Write out every one of the following records line for line, without changing a word.

___ Supplied records

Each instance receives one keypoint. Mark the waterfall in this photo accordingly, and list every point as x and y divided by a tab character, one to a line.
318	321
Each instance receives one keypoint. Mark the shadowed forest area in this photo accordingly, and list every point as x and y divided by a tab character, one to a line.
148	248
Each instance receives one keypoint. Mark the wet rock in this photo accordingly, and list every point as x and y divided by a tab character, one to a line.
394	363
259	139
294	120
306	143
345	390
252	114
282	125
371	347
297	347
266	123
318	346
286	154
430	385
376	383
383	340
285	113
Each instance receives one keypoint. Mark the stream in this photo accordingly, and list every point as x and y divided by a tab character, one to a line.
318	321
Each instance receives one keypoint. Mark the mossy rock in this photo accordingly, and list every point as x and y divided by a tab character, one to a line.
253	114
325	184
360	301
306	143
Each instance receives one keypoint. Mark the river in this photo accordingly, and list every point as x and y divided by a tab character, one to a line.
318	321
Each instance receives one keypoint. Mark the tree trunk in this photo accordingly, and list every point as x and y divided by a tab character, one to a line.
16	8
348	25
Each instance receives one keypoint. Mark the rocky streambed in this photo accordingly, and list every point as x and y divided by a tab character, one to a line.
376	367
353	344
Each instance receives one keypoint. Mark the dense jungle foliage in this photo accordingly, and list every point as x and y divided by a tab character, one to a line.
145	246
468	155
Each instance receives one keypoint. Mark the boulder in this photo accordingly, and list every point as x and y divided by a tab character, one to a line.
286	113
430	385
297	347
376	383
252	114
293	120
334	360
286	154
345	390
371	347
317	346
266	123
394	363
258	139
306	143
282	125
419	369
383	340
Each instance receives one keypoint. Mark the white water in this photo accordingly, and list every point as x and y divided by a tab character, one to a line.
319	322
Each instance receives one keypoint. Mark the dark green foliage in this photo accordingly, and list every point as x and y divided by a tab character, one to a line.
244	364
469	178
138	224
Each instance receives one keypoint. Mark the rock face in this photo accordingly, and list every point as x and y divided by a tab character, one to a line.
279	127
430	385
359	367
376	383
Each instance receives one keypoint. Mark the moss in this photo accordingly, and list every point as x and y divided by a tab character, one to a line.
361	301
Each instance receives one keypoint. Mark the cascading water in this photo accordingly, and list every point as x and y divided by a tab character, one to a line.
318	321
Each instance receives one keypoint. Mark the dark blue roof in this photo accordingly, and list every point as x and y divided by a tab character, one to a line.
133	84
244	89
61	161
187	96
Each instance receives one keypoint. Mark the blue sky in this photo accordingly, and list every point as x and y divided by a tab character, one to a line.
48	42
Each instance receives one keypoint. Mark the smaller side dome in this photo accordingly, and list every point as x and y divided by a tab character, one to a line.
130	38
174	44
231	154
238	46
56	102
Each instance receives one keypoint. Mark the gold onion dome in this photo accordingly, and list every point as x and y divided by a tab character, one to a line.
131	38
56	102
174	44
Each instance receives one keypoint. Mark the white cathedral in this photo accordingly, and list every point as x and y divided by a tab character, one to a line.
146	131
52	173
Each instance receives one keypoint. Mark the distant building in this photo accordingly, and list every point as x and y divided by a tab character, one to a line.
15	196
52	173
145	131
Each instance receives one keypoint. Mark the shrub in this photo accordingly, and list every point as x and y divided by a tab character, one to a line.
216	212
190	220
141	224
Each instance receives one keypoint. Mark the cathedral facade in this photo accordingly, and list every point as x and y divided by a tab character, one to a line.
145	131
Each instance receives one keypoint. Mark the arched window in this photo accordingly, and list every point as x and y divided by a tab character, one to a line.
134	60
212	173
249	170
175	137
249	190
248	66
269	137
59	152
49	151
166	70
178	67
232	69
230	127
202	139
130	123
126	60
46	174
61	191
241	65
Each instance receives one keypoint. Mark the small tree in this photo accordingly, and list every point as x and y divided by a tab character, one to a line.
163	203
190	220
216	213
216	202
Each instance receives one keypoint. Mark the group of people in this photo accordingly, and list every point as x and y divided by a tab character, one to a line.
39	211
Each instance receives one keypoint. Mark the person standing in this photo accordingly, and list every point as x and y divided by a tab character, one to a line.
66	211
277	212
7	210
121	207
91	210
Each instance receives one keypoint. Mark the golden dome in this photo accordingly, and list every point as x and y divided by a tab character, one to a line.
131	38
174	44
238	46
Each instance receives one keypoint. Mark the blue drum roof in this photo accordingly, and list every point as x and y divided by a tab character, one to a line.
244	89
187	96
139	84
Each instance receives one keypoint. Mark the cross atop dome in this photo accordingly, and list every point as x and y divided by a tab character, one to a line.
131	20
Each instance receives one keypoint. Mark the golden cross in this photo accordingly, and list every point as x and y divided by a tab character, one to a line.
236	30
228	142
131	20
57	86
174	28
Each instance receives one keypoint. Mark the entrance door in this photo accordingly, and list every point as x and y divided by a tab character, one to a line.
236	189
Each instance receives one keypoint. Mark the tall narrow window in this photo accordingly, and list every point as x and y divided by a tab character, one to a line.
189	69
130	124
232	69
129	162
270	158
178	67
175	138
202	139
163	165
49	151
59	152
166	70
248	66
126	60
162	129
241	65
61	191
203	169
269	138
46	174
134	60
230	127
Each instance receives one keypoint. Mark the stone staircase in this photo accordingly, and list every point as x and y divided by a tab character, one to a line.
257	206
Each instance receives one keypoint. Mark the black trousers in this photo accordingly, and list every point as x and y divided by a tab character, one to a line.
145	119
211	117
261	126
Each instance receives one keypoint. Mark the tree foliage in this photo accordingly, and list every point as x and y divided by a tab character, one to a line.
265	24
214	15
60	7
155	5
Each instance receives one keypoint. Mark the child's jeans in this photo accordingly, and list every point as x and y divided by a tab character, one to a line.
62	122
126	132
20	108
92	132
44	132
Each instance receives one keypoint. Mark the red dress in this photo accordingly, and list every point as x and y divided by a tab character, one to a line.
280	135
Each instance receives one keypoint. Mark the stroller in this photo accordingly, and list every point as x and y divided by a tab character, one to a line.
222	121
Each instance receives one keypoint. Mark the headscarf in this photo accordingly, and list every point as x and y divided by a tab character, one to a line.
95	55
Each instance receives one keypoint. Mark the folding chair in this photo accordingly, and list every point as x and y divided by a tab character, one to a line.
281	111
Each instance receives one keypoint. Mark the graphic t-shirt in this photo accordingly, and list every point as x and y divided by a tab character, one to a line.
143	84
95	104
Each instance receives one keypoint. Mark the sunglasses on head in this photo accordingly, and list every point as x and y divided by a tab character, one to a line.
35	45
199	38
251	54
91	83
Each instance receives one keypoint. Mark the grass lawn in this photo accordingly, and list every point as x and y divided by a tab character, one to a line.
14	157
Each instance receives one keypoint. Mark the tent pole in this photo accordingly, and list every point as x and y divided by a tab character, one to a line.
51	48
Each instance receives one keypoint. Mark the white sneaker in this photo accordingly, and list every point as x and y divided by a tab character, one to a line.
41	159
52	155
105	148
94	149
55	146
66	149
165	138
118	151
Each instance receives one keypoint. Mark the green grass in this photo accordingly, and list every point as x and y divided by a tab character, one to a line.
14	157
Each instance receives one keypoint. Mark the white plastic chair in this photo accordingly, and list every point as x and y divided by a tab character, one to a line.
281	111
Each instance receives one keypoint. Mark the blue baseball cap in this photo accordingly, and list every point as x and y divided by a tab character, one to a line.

______

> _Correct result_
Each instance receives one keypoint. Mark the waterfall in this photo accordingly, and list every point as x and y divided by a tab character, one to a line.
318	321
Each instance receives one keypoint. Mark the shadowed forest area in this photo accordingly, and list every point as x and y divided by a tab character, one to a line.
148	248
Each instance receives one keypoint. Mark the wet rock in this photo accordingly, and list every point as x and y divided by a tab character, one to a line.
394	363
259	139
294	120
306	143
345	390
252	114
282	125
371	347
297	347
266	123
318	346
286	154
430	385
376	383
383	340
285	113
Each instance receives one keypoint. Mark the stream in this photo accordingly, and list every point as x and y divided by a tab character, one to a line.
318	321
Each instance receives one keypoint. Mark the mossy rock in this photo accordingly, and list every point as x and y divided by a tab character, one to a line.
253	114
325	184
360	301
306	143
Each instance receives one keypoint. Mark the river in this photo accordingly, and list every point as x and y divided by a tab character, one to a line.
318	321
Each instance receives one keypoint. Mark the tree trunk in this photo accordingly, and list every point as x and y divided by a tab character, one to a line.
16	8
348	25
Each instance receives one keypoint. Mark the rocky streambed in this photo accordingly, and list every point as x and y divided by a tab character, one to a line.
376	367
353	344
Each instance receives one keypoint. Mark the dense jungle foliage in this photo accordingly, and list every point as x and y divided by a tab character, one to a line.
145	246
468	155
Each instance receives one keypoint. Mark the boulder in this photo accordingly, and list every point as x and y divided by a tab character, one to a line.
286	113
430	385
297	347
376	383
252	114
293	120
334	360
286	154
345	390
371	347
317	346
266	123
394	363
258	139
306	143
282	125
419	369
383	340
Each instance receives one keypoint. Mark the white water in this photo accordingly, and list every point as x and y divided by a tab character, one to a line.
319	322
Each instance receives one keypoint. Mark the dark green foliage in this photo accordingly, and list every point as x and y divided by a tab character, one to a line.
244	364
469	178
138	224
Each instance receives one keypoint. Mark the rock face in this photo accordingly, and list every point as x and y divided by a tab character, one to a line.
279	127
430	385
359	367
376	383
Each instance receives one keypoint. Mark the moss in this photo accordingly, and list every point as x and y divided by a tab character, one to a line.
361	301
Each instance receives one keypoint. Mark the cascading water in this photo accordingly, and list every point as x and y divided by a tab character, one to a line.
318	321
Each instance receives one keypoint. Mark the dark blue roof in this photo accordingly, and list every point as x and y divided by a tab character, one to a line.
133	84
244	89
61	161
187	96
Each instance receives one keypoint. Mark the blue sky in this photo accordingly, and list every point as x and y divided by a tab character, one to a line.
48	42
Each instance receives one keypoint. Mark the smaller side dome in this photo accordingly, and list every point as x and y divided by a tab character, one to a line.
130	38
174	44
231	154
238	46
56	102
Each instance receives one keypoint. Mark the gold onion dome in this photo accordingly, and list every point as x and y divided by a tab character, one to a line.
131	38
56	102
174	44
Each instance receives one keypoint. Mark the white cathedral in this photo accordingly, and list every point as x and y divided by a tab character, one to a line.
146	131
52	173
Each instance receives one keypoint. Mark the distant building in this photo accordingly, and list every point as x and y divided by a tab character, one to a line.
15	196
52	173
145	131
Each instance receives one keypoint. Mark the shrub in this photo accordingly, and list every point as x and y divided by a tab character, one to a line.
216	212
190	220
141	224
Each instance receives one keypoint. Mark the cathedral facade in this photo accordingly, and list every point as x and y divided by a tab character, one to a line.
145	131
Each instance receives one keypoint. Mark the arched window in this photo accordingly, and list every point as x and y divided by a tab character, one to a line.
134	60
212	173
249	170
175	137
249	190
248	66
269	137
59	152
49	151
166	70
178	67
232	69
230	127
202	139
130	123
126	60
46	174
61	191
241	65
Each instance receives one keypoint. Mark the small tree in this photo accordingly, and list every point as x and y divided by a tab character, one to a line.
163	203
190	220
216	213
216	202
Each instance receives one keypoint. Mark the group of people in this photo accordingly, and list every point as x and y divided by a tab character, one to a line.
39	211
Each instance receives one keypoint. Mark the person standing in this photo accordingly, and list every point as x and y divided by a tab character, one to a line.
66	211
277	212
7	210
121	207
91	210
Each instance receives one keypoint. Mark the golden dome in this photo accordingly, and list every point as x and y divided by a tab character, one to a line.
131	38
174	44
238	46
Each instance receives one keypoint. Mark the blue drum roof in this photo accordingly, and list every point as x and y divided by a tab character, one to a line.
244	89
187	96
139	84
Each instance receives one keypoint. Mark the cross atop dome in this photo accordingly, and list every point as x and y divided by a tab character, one to a line.
131	20
Each instance receives one keypoint. Mark the golden cross in this photo accordingly, and list every point as x and y divided by a tab character, one to a line.
236	30
228	142
131	20
57	86
174	28
Each instance receives one keypoint. Mark the entrance door in this photo accordingly, and list every point as x and y divided by a tab character, one to a line.
236	189
Each instance receives one keypoint. Mark the tall narrow window in this photo accordingly, and list every point as x and y divided by a tab character, one to a line.
189	69
130	124
232	69
129	162
270	158
178	67
175	138
202	139
163	165
49	151
59	152
166	70
248	66
126	60
162	129
241	65
61	191
203	169
269	138
46	174
134	60
230	127
Each instance receives one keypoint. Mark the stone staircase in this photo accordingly, and list every point as x and y divided by a tab character, one to a line.
257	206
Each instance receives one keypoint. Mark the black trousers in this photo accordingly, and list every point as x and y divided by a tab character, one to a line.
145	119
211	117
261	126
Each instance receives one keypoint. Mark the tree foliage in this photo accordingly, and list every point as x and y divided by a tab character, one to a line.
265	24
214	15
60	7
155	5
Each instance receives one keypoint. Mark the child's jeans in this photo accordingly, and list every point as x and y divided by a tab character, one to a line.
62	122
126	132
20	108
92	132
44	132
Each instance receives one keypoint. Mark the red dress in this photo accordingly, and list every point as x and y divided by a tab character, one to a line.
280	135
Each instance receives one keypoint. Mark the stroller in this photo accordingly, and list every point as x and y divided by a tab character, one to a line.
222	121
Each instance receives one keypoint. Mark the headscarf in this photo accordingly, and list every point as x and y divided by a tab character, one to a line.
95	55
Each instance receives one keypoint. Mark the folding chair in this photo accordingly, and list every point as x and y divided by a tab character, one to a line.
281	111
Each instance receives one keypoint. Mark the graphic t-shirt in this photo accordingly, and list every point as x and y divided by a tab character, one to a line.
143	84
95	104
Each instance receives one keypoint. Mark the sunglasses on head in this photo accordingly, and list every point as x and y divided by a tab character, one to a line.
35	45
199	38
251	54
91	83
Each instance receives one keypoint. Mark the grass lawn in this photo accordingly, and list every point as x and y divided by a tab character, one to a line.
14	157
Each instance receives one keypoint. Mark the tent pole in this photo accordingly, and list every point as x and y divided by a tab character, one to a line.
51	48
Each instance receives one keypoint. Mark the white sneaker in this photo accordingly, and list every point as x and y divided by a tab character, one to a line.
41	159
52	155
105	148
94	149
55	146
66	149
165	138
118	151
Each instance receives one keypoint. Mark the green grass in this photo accordingly, and list every point as x and y divided by a tab character, one to a line.
14	157
Each instance receives one keypoint. Mark the white plastic chair in this photo accordingly, and list every point as x and y divided by a tab character, one to a line.
281	111
Each instance receives one keypoint. Mark the blue baseball cap in this photo accordingly, and list every point as x and y divided by a tab character, one to a line.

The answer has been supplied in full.